_Seitenauszug_.
************

Animositäten trotz viel Verbindendem

Schade findet Cristiana Baldauf, die Frau des Ausgleichs, diese Animositäten zwischen beiden Nationen. Von den Italienern trenne den normalen Schweizer ja vielleicht noch ein wenig die Mentalität, von den Albanern ein bisschen die Religion, aber zwischen den Deutschen und den Schweizern sei doch im Grunde das Verbindende viel stärker als das Trennende.

Trotzdem habe man heute aber hauptsächlich wegen des Trennenden eingeladen. Um es zu erkennen. Und natürlich, um zu helfen, es abzubauen. Um den Deutschen zu helfen, nicht in die vielen kleinen Fallen der hiesigen Alltagskultur zu treten, die in der Summe dazu führten, dass die Deutschen den Schweizern so fremd vorkämen.

Es ist der Beginn des didaktischen Teils des Abends. Die Teilnehmer, hungrig nach Wissen, zücken Block und Bleistift, um das Gehörte zu konservieren für ihr neues Leben in der Schweiz, in das sie gegen 21 Uhr, in eineinhalb Stunden, hoffentlich ein wenig erhellt wieder zurückkehren werden.

Sehr viel Wert wird auf Kompromissbereitschaft gelegt. Oder wie Baldauf es formuliert: „Vor Kollegen oder auch Untergebenen den starken Mann zu markieren, wird nicht gerne gesehen.“ Gerade für die vielen deutschen Arbeitnehmer, die in der Schweiz in leitender Stellung arbeiteten, sei das nicht ganz einfach. Weil man in Deutschland vielleicht schneller als schwach gelte. Auch das zuweilen eher forsche Gebaren im deutschen Arbeitsalltag, das Vorpreschen mit seinen Ansichten, löse hierzulande Befremden aus. „Wenn jemand bei einem Projekt eine fixfertige Idee im Kopf hat“, erklärt Baldauf, „sollte er sie in Besprechungen trotzdem nur tröpfchenweise einbringen.“ Und bitte, ganz wichtig: Kritik möglichst weich verpacken, einhüllen nahezu. Auf keinen Fall die Konfrontation suchen. Steinbrück als abschreckendes Beispiel sehen sozusagen.

Sprachliches Dilemma

Wer nun als Deutscher gelernt hat, sich anzupassen an gebotene Zurückhaltung im Job, wer auch das Grüezi richtig intoniert, der stößt womöglich bei allem Schwyzerdütschen, das über das Grüezi hinausgeht, an seine Grenzen. Weil er in ein Dilemma gerät, aus dem auch Baldauf nicht herauszuhelfen vermag. Denn spricht ein „Dütscher“ in der Schweiz Hochdeutsch, gilt er als zu überheblich, um sich anzupassen. Versucht er sich aber in Schweizerdeutsch, gerät er in Verdacht, sich darüber lustig zu machen.

************

[Gespeicherte Dateneinträge]
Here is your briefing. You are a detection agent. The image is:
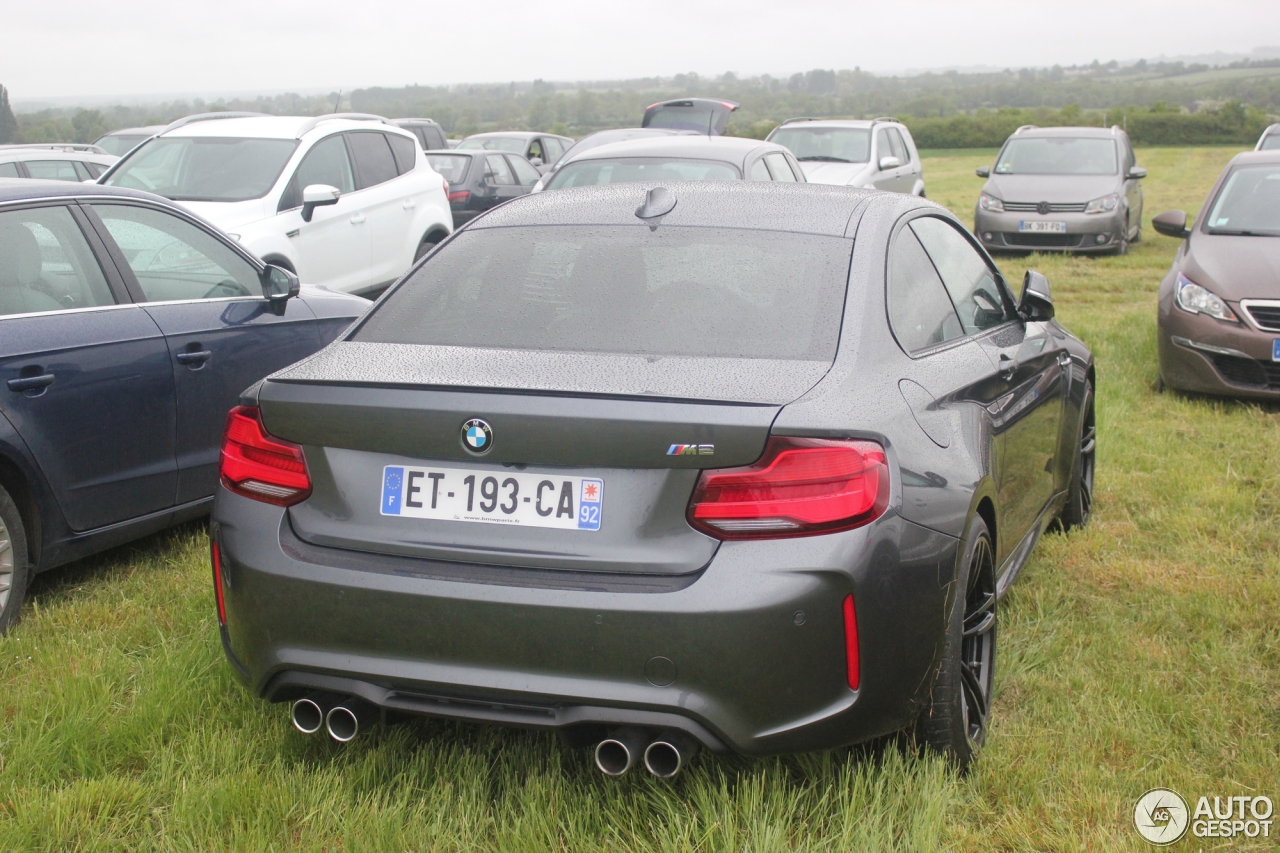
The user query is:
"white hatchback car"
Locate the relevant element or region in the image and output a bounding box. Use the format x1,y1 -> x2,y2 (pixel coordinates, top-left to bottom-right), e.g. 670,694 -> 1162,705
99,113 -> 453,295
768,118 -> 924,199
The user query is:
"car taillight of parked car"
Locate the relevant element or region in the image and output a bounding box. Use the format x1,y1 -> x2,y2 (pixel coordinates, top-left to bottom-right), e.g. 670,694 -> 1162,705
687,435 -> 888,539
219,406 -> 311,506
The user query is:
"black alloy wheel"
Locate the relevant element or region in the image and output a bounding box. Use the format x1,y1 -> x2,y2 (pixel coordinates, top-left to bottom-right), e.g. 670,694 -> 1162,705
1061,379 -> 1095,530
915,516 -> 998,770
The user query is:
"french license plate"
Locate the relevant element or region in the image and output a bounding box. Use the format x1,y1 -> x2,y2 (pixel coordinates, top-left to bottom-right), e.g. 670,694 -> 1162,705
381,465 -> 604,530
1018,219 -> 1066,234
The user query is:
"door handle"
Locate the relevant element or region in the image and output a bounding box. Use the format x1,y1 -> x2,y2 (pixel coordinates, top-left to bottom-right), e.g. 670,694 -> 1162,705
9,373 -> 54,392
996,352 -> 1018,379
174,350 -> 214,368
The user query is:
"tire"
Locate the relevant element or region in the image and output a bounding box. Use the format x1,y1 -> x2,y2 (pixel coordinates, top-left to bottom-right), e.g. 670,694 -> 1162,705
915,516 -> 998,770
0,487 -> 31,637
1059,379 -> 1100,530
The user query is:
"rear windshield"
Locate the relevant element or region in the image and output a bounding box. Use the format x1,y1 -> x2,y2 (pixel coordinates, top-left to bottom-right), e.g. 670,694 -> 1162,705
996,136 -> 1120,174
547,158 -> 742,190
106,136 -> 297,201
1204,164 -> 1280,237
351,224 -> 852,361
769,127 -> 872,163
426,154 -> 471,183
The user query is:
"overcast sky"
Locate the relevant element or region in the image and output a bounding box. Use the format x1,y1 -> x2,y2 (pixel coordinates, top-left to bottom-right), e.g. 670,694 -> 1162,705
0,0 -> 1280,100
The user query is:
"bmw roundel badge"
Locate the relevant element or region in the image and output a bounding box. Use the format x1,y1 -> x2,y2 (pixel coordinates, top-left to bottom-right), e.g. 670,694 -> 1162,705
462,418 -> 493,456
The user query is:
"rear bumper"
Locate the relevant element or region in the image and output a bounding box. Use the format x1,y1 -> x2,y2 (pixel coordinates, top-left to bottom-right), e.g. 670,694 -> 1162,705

************

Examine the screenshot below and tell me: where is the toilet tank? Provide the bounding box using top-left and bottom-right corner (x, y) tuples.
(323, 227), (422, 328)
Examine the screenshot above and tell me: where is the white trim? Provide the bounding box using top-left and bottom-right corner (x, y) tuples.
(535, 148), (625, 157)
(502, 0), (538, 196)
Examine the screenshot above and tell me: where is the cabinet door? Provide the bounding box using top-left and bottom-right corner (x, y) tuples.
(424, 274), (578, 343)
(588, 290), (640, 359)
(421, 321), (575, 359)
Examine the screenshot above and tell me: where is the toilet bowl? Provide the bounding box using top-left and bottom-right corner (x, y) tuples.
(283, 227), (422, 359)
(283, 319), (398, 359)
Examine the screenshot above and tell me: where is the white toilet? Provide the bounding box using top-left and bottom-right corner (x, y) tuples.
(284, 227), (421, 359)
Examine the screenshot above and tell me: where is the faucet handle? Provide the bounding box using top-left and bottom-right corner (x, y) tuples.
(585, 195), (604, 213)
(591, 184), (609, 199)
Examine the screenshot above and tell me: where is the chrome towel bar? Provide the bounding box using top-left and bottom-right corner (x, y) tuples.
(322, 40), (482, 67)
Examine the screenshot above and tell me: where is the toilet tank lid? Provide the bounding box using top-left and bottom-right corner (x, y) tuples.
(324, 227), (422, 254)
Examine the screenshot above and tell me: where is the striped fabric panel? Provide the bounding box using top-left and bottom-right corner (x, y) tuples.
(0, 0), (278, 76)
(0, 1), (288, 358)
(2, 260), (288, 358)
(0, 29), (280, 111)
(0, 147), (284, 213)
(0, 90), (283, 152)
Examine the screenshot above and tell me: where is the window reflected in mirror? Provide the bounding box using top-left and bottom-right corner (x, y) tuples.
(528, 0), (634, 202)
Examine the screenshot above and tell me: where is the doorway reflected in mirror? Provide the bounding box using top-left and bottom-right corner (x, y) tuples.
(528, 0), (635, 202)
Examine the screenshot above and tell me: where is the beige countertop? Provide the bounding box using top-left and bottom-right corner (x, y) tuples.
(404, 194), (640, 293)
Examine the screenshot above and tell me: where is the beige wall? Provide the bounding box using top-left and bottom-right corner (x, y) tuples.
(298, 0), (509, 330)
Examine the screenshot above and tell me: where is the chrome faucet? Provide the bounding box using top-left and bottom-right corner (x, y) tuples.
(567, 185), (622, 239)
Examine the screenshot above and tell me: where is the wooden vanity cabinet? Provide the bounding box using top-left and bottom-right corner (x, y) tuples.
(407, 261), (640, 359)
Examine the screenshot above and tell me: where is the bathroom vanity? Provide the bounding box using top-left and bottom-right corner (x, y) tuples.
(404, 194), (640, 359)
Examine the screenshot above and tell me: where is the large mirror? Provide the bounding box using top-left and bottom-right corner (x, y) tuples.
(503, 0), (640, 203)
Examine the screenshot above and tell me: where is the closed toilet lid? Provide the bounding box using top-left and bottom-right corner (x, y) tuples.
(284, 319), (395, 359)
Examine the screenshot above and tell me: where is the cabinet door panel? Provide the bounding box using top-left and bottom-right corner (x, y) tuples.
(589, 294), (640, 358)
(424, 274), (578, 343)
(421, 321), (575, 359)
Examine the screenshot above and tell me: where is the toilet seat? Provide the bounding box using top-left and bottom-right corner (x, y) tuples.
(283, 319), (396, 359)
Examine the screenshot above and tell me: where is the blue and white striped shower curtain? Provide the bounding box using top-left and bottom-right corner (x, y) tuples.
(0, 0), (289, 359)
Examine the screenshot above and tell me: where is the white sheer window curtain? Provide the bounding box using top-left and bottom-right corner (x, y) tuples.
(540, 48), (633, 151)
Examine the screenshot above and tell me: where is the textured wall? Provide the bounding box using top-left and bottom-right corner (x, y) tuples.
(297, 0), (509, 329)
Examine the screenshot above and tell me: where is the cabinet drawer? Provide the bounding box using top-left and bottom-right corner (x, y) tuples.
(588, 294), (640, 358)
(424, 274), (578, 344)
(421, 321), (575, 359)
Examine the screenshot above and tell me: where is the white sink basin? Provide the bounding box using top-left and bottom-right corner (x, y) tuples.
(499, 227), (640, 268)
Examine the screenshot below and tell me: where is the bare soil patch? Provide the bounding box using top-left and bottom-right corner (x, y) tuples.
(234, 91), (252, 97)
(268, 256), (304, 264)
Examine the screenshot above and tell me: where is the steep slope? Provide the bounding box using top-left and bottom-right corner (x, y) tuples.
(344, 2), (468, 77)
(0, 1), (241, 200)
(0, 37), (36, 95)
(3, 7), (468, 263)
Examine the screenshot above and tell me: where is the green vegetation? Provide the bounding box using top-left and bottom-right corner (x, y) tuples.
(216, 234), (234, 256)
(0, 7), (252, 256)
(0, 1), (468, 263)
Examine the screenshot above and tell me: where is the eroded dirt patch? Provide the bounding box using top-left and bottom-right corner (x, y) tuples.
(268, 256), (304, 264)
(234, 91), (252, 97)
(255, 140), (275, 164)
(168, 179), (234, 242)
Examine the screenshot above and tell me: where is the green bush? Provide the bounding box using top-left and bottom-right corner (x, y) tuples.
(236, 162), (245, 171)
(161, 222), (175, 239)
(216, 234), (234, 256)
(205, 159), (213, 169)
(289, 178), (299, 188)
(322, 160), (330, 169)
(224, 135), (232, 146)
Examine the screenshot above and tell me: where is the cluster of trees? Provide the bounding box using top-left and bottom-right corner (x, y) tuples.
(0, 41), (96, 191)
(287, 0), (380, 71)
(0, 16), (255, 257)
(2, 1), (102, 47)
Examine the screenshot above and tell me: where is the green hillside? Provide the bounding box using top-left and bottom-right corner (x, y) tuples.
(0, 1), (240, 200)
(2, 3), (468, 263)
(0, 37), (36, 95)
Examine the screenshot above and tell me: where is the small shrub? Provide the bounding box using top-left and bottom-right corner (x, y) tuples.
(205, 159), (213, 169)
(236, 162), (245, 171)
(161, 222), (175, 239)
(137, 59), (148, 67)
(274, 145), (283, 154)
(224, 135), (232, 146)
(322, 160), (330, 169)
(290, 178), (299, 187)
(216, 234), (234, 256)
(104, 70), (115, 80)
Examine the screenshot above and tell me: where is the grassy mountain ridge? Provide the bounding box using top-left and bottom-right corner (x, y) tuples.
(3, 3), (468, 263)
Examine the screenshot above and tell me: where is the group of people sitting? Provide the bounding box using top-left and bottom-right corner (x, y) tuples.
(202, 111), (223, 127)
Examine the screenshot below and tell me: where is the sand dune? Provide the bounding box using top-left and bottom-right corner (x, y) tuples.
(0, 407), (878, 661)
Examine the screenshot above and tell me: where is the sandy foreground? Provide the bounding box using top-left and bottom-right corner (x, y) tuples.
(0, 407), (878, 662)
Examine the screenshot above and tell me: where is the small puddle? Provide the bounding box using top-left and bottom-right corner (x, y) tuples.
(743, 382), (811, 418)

************

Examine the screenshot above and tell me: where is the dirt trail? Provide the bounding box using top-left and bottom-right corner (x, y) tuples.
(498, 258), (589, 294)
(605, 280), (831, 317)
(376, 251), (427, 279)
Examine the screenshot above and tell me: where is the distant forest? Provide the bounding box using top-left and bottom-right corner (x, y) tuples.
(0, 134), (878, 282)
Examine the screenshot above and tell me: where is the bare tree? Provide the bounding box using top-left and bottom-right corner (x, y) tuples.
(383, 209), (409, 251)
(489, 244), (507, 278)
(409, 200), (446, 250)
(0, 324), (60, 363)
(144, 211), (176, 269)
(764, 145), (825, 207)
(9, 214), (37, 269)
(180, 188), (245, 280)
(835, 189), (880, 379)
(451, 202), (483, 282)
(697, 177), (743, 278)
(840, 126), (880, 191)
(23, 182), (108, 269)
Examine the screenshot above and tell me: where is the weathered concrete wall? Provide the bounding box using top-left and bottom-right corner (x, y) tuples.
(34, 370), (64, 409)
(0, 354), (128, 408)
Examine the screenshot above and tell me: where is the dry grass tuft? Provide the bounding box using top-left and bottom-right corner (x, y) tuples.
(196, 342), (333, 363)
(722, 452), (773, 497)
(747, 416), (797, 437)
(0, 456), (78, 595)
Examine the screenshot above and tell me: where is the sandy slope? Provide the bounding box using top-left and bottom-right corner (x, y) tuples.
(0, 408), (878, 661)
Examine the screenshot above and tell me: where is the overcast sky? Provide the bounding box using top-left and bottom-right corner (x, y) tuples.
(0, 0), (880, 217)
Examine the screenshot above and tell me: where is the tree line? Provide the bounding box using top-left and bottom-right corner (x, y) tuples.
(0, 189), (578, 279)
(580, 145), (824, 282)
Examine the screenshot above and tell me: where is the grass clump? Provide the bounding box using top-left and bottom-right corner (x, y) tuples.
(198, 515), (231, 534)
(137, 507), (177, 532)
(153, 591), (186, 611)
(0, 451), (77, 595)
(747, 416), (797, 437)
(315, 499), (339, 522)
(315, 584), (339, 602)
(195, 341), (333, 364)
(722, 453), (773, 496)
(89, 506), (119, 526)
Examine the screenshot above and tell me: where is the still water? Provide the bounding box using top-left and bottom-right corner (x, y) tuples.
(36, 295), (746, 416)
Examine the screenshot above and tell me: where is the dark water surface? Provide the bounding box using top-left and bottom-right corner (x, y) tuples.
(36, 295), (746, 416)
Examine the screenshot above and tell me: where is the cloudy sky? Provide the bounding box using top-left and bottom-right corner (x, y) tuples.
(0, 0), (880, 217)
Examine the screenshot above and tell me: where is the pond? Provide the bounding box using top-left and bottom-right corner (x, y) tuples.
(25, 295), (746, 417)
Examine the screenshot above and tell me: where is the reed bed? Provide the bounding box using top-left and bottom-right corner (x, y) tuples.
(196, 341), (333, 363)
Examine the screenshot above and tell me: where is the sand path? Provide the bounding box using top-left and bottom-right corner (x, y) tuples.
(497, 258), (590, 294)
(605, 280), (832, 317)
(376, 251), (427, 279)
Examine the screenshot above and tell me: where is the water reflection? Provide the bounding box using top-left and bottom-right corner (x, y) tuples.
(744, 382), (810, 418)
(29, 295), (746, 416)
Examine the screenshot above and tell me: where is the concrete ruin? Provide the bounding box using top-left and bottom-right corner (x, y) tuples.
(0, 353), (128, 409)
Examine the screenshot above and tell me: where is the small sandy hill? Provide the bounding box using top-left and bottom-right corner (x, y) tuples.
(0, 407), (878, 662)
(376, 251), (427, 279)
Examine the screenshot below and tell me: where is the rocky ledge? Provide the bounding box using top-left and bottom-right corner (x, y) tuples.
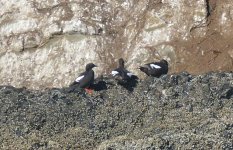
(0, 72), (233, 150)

************

_Aufgaben_.
[a] Übertrage den Satz „Sehr viel Wert wird auf Kompromissbereitschaft gelegt.“ aus dem Seitenauszug ins Englische.
[b] Nimm den Seitenauszug über Deutsche in der Schweiz wieder auf und schreibe ihn nach seinem letzten Satz weiter.
Das Material hat mit dem Seitenauszug nichts zu tun.

_Lösungen_.
[a] Great importance is placed on a willingness to compromise.

[b]
Gunhild Kübler, Kolumnistin bei der „Neuen Zürcher Zeitung“, vor 35 Jahren aus Karlsruhe in die Schweiz gezogen und vor zwei Jahren selbst zur Schweizerin geworden, vermutet darin auch eine Art Selbstschutz. Dieses Beharren auf dem Schwyzerdütschen als eigener Sprache, nicht nur als Dialekt. Einen Versuch, sich zumindest ein wenig zu emanzipieren vom großen Nachbarn. Sie nennt einen Vergleich. China hat 1,3 Milliarden Einwohner, 16-mal mehr als Deutschland. Die Bundesrepublik wiederum genau 16-mal so viele wie die deutschsprachige Schweiz. „Wenn sich also ein Deutscher in die Lage eines angesichts dieser Übermacht eingeschüchterten Deutschschweizers versetzen möchte, der soll sich einmal vorstellen, dass sein Land im Osten nicht an Tschechien grenzt, sondern an China.“

Im Lavatersaal ist es mittlerweile Viertel vor neun, die Veranstaltung nähert sich dem Ende, einige beißen ein Gähnen weg. Man hat viel gelernt über feine Unterschiede, ist durch sieben Jahrhunderte Schweizer Geschichte geeilt, hat gehört, was man selbst schon erfahren hat, dass es nicht einfach ist, mit Schweizern Freundschaften zu schließen, komme es aber einmal so weit, dann seien sie tief und ehrlich. Man bekam erklärt – was einem zumindest nicht völlig exotisch vorkam –, dass in Mehrfamilienhäusern die Hausordnung ein fast heiliges Dokument und wesentlicher Bestandteil derselben der Passus sei, dass Duschen wie Baden nach 22 Uhr streng untersagt ist.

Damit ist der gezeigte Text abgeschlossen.